• GIVEN INSTRUCTION: Can you change every "biggest circle" in the material below to "largest circle" and leave everything else as it is?

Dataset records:
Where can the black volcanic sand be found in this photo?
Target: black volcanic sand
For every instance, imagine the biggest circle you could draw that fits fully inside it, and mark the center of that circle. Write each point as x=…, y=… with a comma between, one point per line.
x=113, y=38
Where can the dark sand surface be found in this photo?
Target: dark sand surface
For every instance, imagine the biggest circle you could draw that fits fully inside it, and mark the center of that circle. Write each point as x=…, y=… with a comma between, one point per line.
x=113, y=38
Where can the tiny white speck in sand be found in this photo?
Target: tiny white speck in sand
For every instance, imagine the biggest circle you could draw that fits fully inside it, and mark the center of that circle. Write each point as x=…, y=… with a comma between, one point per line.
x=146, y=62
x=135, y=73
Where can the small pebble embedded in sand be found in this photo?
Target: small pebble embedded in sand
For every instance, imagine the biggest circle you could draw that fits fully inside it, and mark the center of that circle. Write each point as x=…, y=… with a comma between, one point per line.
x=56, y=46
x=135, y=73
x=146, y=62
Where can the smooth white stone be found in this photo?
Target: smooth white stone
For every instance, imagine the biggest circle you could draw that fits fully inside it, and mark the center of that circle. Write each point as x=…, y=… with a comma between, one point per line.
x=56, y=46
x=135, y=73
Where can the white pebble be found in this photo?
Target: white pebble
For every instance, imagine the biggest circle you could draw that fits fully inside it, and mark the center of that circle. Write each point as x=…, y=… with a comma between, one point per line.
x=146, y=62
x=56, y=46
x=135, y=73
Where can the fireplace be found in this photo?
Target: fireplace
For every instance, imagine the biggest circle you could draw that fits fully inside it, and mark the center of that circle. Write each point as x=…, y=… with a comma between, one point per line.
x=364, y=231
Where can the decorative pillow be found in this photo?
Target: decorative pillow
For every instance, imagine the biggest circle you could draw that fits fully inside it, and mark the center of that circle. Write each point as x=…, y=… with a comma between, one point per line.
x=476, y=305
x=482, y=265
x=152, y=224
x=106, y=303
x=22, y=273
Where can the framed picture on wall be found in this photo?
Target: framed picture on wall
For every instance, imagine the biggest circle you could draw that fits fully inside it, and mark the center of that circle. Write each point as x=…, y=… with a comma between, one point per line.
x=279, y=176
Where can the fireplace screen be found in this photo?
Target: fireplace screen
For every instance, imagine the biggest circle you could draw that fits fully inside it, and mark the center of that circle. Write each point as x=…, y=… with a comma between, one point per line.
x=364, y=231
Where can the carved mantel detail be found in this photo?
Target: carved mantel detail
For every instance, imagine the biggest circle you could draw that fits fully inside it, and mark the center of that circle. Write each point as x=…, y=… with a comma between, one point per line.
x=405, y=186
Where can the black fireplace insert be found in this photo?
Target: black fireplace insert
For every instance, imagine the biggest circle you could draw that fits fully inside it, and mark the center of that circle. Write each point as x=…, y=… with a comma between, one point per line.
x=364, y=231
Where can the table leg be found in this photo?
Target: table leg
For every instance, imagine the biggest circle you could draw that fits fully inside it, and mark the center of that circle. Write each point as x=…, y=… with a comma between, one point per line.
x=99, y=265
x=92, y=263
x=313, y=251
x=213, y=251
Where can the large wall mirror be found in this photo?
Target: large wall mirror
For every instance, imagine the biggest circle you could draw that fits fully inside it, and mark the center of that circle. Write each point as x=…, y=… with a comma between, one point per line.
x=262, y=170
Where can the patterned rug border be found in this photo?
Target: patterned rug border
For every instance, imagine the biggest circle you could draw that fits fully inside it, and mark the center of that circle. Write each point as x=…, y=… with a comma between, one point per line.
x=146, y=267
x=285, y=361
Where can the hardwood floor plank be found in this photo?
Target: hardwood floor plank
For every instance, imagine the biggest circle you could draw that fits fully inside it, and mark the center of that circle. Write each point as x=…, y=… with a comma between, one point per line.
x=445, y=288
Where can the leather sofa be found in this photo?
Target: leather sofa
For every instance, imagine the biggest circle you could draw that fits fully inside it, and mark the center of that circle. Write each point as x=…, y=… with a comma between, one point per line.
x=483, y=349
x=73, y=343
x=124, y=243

• SOLUTION FOR THIS EXERCISE:
Where can the black volcanic sand be found in this photo?
Target: black volcanic sand
For every instance, imagine the largest circle you could draw that fits fully inside it, and mark the center of that circle. Write each point as x=…, y=… with a comma between, one point per line.
x=113, y=38
Where can the dark sand surface be found in this photo?
Target: dark sand surface
For every instance, imagine the largest circle you could draw that fits fully inside it, and mark the center of that circle. Write each point as x=…, y=… with a comma between, one point per line.
x=113, y=38
Where can the tiny white speck in sand be found in this photo?
Target: tiny white speck in sand
For every instance, imagine the largest circle you could draw that fits fully inside it, and mark the center of that circle. Write each point as x=…, y=… with a comma between, one point per line.
x=146, y=62
x=135, y=73
Where can the small pebble embedded in sand be found in this photo?
Target: small pebble embedded in sand
For every instance, imagine the largest circle you could draw that fits fully inside it, and mark the center of that circle. Write each point as x=…, y=… with a comma between, one point per line.
x=56, y=46
x=135, y=73
x=146, y=62
Where can the smooth white stone be found in this photo?
Target: smooth white stone
For every instance, imagine the largest circle you could draw that fits fully inside it, and mark the center of that circle. Write each point as x=…, y=… with a comma between, one point per line.
x=56, y=46
x=135, y=73
Where can the white pebble be found in this photo?
Target: white pebble
For every instance, imagine the largest circle you could draw that fits fully inside it, and mark the center of that circle. Write each point as x=…, y=… with a comma between, one point per line.
x=146, y=62
x=56, y=46
x=135, y=73
Where can the fireplace be found in this photo?
Target: fireplace
For every instance, imagine the largest circle you could draw that fits fully inside it, and mark the center of that circle. Write each point as x=…, y=… with a comma between, one point per line.
x=364, y=231
Where can the decorative pillow be found in this photo?
Target: decorative pillow
For every instance, imagine the largest circle you could draw that fits fully inside it, and mark the center of that circle. Write each point as x=…, y=… with a comma between, one point per line.
x=476, y=305
x=482, y=265
x=152, y=224
x=106, y=303
x=22, y=273
Where can the framed picture on wall be found in this photo?
Target: framed picture on wall
For every instance, imagine the largest circle you could draw that fits fully inside it, and mark the center of that circle. Write each point as x=…, y=… with a comma between, one point per line.
x=279, y=176
Where can the fireplace screen be found in this photo?
Target: fireplace screen
For every instance, imagine the largest circle you could draw that fits fully inside it, and mark the center of that circle. Write each point as x=…, y=… with a comma between, one point per line.
x=364, y=231
Where can the carved mantel detail be found in this photo?
Target: carved mantel detail
For every instance, imagine the largest circle you could draw that fits fully inside it, and mark the center of that circle. Write each point as x=…, y=… with a comma between, one point per line.
x=405, y=186
Where can the black fireplace insert be found in this photo?
Target: black fireplace insert
For every instance, imagine the largest circle you could draw that fits fully inside it, and mark the center of that circle. Write each point as x=…, y=… with a comma between, one point per line.
x=364, y=231
Where can the table leg be found in this photo?
Target: table leg
For every instance, imagine the largest circle you could draw that fits fully inside it, and mark the center of that circle. Write each point as x=…, y=… with a comma between, one point per line.
x=99, y=265
x=92, y=263
x=313, y=251
x=213, y=251
Where can the large wall mirror be found in this photo?
Target: large wall mirror
For every instance, imagine the largest circle you could draw that fits fully inside it, and mark the center of that circle. Write each point as x=…, y=… with a comma between, one point per line.
x=262, y=170
Where can the patterned rug border be found in this photo?
Target: patterned rug border
For every instance, imagine the largest circle you could draw that fits fully inside it, and mark the center of that circle. Write each point as x=…, y=… with a comma between, one point per line.
x=146, y=267
x=285, y=361
Where can the hardwood floor plank be found in this photo?
Target: hardwood floor plank
For every instance, imagine the largest circle you could draw that fits fully inside it, and mark the center of that circle. Write each point as x=…, y=… with a comma between, one point per line.
x=445, y=288
Where can the leather sofa be found in this photo?
Target: leather sofa
For every instance, imagine the largest circle you could draw that fits fully inside it, and mark the center of that circle. Write each point as x=…, y=… with a comma between, one point per line.
x=483, y=349
x=73, y=343
x=124, y=243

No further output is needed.